_OBJECTIVE_. Please reproduce, unchanged, the stretch of the records from their start through the line containing "x=221 y=159". Leave the pictures out.
○ ○ ○ ○
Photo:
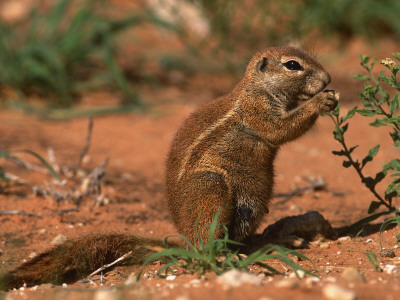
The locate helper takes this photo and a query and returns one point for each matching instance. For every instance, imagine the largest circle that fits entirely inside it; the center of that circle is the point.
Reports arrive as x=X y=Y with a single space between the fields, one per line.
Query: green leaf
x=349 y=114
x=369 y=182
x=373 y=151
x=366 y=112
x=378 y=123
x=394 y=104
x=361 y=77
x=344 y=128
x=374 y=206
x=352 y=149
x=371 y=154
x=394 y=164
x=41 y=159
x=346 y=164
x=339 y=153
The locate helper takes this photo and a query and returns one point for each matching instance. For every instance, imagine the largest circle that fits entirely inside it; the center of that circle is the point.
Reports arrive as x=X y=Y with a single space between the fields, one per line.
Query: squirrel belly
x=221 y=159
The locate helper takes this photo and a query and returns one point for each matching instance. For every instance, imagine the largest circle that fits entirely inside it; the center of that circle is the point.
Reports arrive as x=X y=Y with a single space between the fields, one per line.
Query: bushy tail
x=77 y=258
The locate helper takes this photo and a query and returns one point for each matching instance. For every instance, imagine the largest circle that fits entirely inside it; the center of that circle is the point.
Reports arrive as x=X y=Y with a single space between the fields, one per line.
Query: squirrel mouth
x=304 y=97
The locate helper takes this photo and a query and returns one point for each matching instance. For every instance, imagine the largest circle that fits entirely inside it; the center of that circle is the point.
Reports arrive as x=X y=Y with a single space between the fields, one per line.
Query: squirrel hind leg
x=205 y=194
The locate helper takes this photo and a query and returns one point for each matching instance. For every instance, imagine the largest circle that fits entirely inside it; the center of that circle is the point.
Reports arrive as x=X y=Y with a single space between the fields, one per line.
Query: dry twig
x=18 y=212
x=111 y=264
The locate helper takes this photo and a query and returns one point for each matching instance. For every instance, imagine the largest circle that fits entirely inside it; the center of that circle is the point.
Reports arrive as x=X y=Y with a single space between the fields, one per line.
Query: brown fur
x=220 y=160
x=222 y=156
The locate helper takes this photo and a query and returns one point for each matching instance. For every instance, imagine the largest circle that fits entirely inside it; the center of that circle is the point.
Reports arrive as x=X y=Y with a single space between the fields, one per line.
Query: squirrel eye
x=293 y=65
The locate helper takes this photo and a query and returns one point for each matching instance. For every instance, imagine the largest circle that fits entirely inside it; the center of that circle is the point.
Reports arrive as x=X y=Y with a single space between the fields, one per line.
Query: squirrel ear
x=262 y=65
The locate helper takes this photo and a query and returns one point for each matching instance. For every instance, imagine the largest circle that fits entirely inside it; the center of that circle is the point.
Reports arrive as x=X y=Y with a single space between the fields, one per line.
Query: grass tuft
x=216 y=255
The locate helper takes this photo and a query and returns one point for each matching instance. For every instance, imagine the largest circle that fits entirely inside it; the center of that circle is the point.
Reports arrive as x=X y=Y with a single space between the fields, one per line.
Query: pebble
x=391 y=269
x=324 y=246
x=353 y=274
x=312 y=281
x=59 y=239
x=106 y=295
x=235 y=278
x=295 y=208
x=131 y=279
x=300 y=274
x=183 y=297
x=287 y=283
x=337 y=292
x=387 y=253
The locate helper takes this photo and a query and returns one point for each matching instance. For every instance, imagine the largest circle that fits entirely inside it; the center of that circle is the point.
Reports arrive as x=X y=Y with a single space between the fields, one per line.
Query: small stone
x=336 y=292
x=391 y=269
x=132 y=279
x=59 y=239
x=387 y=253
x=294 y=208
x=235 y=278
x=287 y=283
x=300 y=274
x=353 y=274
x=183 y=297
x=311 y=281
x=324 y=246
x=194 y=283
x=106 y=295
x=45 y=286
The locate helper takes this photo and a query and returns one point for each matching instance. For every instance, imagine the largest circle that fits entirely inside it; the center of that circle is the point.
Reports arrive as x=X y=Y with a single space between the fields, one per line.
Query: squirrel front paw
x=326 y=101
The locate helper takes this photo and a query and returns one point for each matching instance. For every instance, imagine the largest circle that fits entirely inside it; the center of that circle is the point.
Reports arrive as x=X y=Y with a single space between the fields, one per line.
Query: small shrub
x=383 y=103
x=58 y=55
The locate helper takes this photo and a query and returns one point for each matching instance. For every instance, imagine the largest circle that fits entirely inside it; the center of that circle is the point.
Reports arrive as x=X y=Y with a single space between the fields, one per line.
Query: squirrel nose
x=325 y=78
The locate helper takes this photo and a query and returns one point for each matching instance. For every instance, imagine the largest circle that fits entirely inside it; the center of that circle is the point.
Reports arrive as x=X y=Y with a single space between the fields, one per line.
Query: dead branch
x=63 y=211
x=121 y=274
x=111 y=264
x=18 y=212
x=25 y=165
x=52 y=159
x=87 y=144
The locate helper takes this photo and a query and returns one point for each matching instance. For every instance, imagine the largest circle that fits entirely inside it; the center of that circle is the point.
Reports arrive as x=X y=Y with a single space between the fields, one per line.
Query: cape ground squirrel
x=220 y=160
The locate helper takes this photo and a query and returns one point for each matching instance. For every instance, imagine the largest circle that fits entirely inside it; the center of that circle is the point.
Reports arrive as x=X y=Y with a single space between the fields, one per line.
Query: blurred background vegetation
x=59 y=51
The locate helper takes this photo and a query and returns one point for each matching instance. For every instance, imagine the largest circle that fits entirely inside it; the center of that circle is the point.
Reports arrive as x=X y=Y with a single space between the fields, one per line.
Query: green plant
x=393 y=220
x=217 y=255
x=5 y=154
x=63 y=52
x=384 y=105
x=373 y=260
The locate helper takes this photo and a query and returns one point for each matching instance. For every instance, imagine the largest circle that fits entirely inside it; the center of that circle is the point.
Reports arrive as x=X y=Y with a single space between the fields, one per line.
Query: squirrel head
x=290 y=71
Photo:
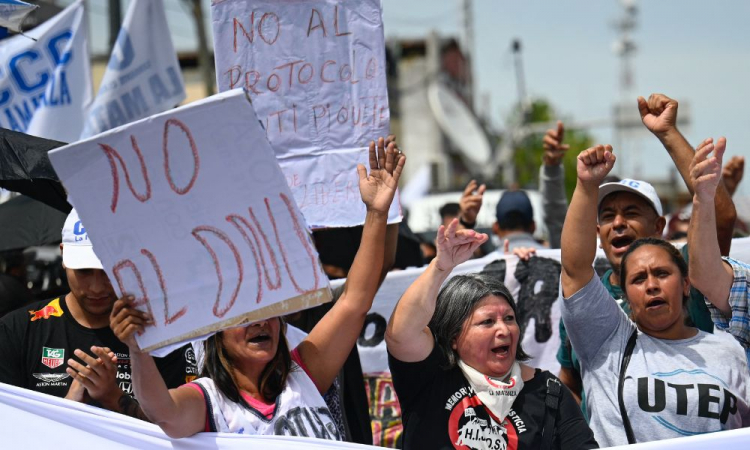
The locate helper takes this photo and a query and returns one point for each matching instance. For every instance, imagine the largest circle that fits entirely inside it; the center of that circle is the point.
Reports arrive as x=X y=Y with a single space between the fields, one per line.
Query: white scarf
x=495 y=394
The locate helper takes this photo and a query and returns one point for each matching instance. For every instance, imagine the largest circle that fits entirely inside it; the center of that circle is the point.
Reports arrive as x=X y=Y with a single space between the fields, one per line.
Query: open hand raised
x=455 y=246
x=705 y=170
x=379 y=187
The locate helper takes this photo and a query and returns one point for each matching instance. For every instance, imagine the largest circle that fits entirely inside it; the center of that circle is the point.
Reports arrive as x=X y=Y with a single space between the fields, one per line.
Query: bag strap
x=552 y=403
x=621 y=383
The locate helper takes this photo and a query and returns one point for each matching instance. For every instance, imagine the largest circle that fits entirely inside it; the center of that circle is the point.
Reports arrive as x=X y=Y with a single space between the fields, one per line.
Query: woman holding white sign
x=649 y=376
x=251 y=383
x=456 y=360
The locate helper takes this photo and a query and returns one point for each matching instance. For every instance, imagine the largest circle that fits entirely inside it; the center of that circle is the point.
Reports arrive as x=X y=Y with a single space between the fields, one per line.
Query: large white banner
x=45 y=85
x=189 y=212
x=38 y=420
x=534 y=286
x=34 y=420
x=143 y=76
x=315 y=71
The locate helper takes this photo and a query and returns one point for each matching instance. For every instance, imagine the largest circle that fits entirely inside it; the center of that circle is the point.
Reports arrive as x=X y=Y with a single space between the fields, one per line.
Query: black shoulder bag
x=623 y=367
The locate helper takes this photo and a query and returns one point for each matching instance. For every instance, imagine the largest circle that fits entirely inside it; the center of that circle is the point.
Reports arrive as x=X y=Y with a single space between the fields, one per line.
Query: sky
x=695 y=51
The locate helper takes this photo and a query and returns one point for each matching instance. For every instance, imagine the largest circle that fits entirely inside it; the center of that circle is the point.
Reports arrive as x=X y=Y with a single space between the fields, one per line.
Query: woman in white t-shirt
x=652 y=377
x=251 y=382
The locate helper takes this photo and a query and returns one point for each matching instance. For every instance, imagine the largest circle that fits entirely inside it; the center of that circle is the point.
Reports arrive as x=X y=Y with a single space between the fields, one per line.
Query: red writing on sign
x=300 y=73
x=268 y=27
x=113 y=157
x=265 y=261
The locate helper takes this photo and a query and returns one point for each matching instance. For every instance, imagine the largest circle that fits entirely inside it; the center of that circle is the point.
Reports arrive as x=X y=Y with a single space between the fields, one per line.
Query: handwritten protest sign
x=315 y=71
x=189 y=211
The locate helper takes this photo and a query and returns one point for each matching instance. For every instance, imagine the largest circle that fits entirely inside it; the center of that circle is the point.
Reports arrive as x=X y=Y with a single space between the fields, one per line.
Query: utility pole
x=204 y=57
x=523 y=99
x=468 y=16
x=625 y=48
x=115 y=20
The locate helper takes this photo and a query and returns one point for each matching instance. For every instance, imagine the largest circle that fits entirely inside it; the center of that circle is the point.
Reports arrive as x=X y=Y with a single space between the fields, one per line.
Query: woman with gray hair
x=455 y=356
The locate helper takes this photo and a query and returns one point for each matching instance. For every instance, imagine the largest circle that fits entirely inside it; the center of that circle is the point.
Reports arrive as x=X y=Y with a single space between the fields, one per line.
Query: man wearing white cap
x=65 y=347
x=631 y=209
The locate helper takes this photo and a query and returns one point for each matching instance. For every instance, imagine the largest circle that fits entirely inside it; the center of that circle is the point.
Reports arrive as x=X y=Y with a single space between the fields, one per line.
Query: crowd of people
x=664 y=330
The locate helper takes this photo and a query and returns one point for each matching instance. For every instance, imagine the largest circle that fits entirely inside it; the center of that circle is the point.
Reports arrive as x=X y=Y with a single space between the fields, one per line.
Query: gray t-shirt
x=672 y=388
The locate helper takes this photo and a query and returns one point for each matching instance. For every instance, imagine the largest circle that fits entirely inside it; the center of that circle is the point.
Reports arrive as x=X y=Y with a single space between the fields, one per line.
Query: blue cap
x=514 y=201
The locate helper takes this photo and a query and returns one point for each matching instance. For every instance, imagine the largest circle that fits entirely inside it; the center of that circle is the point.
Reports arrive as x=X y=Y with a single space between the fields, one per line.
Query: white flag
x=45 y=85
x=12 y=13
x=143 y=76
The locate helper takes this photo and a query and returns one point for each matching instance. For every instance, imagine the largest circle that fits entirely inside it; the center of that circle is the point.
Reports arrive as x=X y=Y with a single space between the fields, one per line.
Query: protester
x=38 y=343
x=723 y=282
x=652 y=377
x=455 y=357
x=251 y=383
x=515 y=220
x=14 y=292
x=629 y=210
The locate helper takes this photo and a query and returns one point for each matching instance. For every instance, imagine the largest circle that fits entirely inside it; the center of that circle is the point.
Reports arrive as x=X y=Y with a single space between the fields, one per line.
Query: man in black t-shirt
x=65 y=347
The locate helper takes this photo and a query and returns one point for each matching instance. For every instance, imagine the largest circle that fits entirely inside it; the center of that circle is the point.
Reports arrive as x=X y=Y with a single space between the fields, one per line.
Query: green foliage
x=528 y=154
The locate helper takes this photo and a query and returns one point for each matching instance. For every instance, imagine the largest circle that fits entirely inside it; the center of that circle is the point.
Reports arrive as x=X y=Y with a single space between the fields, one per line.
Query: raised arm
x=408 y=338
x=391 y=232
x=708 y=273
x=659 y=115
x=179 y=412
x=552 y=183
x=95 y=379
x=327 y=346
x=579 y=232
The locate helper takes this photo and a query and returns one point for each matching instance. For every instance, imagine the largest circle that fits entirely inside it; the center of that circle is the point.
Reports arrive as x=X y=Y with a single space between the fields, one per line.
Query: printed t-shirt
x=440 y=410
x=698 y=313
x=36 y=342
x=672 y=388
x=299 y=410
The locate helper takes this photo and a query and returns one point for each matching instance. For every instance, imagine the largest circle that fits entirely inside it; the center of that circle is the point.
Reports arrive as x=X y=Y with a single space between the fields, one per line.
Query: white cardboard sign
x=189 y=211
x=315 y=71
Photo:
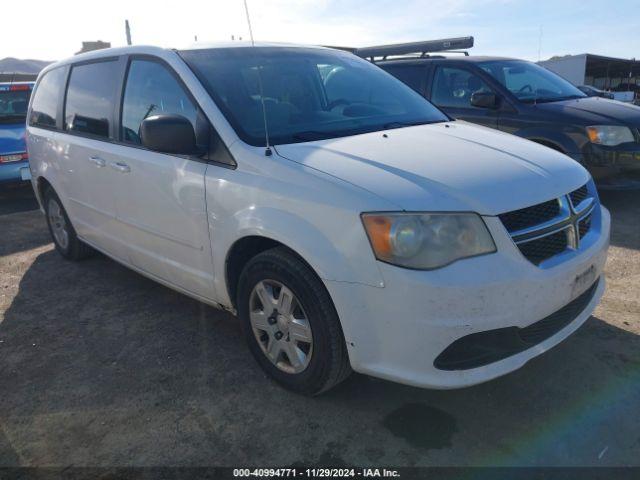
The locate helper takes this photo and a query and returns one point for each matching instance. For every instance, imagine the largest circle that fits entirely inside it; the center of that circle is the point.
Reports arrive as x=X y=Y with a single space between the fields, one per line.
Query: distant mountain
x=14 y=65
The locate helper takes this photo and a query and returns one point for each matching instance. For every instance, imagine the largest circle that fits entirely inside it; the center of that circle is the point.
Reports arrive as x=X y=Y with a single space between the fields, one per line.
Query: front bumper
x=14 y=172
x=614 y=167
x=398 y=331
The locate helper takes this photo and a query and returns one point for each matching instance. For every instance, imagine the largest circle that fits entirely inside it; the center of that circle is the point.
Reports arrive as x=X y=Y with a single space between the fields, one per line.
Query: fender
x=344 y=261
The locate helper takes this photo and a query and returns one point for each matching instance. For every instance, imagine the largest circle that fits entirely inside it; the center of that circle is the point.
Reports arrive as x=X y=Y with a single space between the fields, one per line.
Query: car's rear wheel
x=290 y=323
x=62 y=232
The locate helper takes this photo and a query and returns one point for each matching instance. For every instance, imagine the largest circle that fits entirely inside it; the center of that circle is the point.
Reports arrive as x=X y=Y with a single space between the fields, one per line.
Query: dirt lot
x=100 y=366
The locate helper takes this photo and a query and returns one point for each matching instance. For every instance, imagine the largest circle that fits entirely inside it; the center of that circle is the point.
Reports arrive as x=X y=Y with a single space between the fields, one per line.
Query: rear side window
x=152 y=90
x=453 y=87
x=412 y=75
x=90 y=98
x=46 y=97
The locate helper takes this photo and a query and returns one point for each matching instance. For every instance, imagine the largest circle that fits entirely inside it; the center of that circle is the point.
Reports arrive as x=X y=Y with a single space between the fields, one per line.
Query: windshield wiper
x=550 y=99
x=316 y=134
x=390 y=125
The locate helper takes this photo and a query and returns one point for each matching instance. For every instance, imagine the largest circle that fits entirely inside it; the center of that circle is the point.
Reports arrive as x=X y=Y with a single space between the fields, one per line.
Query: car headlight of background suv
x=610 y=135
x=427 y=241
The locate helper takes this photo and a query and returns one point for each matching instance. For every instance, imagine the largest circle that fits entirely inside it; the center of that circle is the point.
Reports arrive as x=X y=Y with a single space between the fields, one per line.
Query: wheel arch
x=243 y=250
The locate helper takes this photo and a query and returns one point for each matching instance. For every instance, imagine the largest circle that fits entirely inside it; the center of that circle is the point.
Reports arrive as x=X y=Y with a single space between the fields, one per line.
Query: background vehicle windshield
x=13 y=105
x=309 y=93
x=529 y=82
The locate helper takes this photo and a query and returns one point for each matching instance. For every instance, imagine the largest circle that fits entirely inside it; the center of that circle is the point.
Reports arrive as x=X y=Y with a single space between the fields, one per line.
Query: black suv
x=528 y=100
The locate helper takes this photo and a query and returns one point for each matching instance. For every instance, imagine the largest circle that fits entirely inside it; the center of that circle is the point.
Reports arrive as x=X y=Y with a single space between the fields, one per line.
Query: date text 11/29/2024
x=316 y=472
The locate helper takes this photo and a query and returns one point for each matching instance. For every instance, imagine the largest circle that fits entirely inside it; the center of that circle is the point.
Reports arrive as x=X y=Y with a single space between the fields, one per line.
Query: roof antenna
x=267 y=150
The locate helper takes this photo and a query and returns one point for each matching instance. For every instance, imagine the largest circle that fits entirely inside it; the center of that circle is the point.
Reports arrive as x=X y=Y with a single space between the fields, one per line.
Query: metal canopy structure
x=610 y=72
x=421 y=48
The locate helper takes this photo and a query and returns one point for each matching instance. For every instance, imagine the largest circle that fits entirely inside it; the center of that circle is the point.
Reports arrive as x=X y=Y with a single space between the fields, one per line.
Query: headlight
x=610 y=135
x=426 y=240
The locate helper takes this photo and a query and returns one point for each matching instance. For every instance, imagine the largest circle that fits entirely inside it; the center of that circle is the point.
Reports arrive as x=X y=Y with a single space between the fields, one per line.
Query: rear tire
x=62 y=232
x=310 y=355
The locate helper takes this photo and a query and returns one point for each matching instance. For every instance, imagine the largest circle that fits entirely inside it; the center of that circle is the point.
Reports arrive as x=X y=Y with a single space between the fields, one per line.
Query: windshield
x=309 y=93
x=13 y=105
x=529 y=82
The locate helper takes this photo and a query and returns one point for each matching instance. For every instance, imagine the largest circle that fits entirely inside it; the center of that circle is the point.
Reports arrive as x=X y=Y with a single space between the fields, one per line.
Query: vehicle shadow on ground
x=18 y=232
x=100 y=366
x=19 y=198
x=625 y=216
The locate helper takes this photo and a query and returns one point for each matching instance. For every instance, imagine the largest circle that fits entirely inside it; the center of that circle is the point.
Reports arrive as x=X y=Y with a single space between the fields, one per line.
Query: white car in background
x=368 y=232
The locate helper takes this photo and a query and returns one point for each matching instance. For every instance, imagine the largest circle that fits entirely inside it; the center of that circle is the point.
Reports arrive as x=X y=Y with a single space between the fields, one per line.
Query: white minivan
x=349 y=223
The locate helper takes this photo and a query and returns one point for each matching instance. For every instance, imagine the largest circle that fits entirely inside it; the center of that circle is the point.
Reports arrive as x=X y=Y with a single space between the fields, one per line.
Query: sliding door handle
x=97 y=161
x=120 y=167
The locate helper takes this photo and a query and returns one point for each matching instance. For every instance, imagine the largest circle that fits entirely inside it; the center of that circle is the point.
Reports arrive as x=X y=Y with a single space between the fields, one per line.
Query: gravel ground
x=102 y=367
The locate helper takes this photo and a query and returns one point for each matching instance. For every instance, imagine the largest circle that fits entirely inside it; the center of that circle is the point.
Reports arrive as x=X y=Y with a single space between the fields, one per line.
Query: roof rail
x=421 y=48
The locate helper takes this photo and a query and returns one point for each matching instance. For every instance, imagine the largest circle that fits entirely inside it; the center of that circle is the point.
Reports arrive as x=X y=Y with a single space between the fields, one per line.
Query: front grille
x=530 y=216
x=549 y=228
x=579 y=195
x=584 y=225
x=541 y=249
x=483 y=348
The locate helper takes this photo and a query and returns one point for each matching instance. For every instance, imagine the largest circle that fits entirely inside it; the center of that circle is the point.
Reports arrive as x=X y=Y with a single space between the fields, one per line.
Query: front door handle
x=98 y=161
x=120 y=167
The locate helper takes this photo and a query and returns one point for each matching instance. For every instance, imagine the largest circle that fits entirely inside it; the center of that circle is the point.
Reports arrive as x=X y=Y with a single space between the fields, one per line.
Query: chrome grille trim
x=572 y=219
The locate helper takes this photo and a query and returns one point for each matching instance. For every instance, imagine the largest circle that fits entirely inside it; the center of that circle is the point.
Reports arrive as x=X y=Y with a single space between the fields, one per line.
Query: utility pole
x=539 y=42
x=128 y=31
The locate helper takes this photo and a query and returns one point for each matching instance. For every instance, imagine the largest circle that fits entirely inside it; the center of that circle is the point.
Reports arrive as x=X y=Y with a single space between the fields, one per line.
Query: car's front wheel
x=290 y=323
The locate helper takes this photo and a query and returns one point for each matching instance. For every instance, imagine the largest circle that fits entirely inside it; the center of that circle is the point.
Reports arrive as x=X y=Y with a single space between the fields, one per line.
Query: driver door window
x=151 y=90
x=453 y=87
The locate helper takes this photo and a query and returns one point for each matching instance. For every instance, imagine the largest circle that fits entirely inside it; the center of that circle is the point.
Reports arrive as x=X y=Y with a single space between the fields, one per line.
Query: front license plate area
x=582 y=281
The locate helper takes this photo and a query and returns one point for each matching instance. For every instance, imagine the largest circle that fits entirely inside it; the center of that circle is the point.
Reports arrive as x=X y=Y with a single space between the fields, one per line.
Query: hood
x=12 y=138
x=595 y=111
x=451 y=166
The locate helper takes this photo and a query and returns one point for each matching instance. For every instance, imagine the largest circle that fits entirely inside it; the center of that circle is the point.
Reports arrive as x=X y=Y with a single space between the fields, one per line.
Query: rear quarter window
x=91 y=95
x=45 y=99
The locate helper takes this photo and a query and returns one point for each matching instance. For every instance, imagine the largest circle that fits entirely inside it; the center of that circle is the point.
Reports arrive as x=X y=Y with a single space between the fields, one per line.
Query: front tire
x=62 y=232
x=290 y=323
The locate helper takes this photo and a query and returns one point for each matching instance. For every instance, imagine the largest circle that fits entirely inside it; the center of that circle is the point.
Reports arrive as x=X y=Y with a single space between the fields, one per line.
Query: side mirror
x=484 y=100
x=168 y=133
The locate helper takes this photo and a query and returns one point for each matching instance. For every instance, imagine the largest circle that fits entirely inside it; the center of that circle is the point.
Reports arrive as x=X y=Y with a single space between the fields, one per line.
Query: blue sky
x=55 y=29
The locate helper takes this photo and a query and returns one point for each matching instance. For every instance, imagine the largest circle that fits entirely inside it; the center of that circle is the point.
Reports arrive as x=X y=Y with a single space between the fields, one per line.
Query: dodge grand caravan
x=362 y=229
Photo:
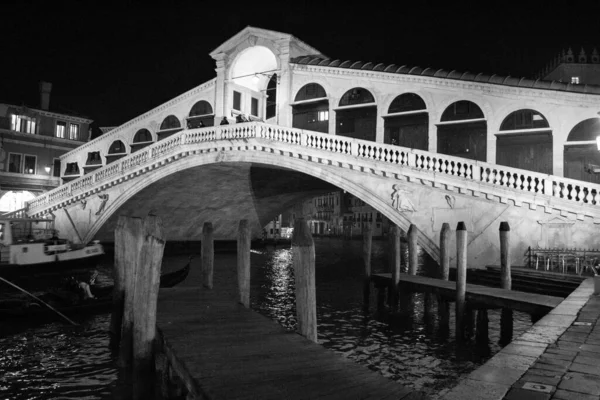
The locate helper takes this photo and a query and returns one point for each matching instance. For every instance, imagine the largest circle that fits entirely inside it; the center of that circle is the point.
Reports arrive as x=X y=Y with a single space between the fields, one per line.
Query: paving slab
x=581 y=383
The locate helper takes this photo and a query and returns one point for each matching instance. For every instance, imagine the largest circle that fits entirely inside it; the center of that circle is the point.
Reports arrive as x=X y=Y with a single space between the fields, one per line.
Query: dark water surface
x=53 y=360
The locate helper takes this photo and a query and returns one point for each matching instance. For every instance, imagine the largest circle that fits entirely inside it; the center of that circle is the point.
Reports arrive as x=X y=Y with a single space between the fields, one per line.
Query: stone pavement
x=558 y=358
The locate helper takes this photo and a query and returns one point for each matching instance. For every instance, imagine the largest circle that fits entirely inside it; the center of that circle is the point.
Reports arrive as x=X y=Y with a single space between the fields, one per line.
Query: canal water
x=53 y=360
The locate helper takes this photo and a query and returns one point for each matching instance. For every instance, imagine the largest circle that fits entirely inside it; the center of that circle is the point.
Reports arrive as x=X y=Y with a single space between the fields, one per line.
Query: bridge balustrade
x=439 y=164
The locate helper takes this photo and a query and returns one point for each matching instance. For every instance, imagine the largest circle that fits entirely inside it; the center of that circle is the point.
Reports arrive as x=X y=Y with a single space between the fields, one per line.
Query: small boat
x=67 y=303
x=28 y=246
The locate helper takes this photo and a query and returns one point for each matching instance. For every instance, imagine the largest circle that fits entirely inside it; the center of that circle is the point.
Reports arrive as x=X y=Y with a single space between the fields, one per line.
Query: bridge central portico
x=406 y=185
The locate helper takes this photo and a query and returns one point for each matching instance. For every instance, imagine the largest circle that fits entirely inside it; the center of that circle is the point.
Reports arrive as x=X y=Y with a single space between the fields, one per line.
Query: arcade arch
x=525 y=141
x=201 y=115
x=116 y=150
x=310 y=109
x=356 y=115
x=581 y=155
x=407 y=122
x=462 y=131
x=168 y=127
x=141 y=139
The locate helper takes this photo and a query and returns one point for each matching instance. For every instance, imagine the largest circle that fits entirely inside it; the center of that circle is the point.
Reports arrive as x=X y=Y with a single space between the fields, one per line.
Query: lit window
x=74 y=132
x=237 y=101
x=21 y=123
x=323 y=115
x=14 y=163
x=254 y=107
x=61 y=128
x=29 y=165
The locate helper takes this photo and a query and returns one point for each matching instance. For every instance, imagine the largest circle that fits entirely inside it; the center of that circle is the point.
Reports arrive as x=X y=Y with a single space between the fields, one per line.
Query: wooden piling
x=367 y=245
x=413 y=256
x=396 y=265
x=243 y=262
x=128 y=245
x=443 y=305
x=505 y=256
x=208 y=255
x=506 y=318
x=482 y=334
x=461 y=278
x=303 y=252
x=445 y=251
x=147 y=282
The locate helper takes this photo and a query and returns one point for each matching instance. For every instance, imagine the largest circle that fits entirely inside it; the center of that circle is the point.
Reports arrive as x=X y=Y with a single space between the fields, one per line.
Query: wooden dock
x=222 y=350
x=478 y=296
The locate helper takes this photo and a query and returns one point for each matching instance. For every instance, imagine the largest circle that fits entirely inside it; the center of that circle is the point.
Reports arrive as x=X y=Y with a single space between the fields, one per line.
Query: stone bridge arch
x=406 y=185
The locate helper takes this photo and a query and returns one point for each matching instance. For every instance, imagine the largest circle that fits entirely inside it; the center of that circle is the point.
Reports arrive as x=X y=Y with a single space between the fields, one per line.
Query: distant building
○ ○ ○ ○
_TASK RESPONSE_.
Photo:
The locate helper takes this photo and a query and returns one point for each matching instance. For every instance, imagine the largest circle that fits entirely inside it; the center of that circle is the point.
Reports arrive as x=X y=Y with a single space between the fields, one per line.
Query: green leaf
x=349 y=114
x=369 y=182
x=373 y=151
x=366 y=112
x=378 y=123
x=394 y=104
x=361 y=77
x=344 y=128
x=374 y=206
x=352 y=149
x=371 y=154
x=394 y=164
x=41 y=159
x=346 y=164
x=339 y=153
The locate helper takes this photo and a query and returns one point for each matching instance. For every instance, imagine the largest circle that fits entirely inside it; the center of that circle is the point.
Reports arrive as x=X y=Y with a single space between the fields, one per line.
Query: squirrel belly
x=221 y=159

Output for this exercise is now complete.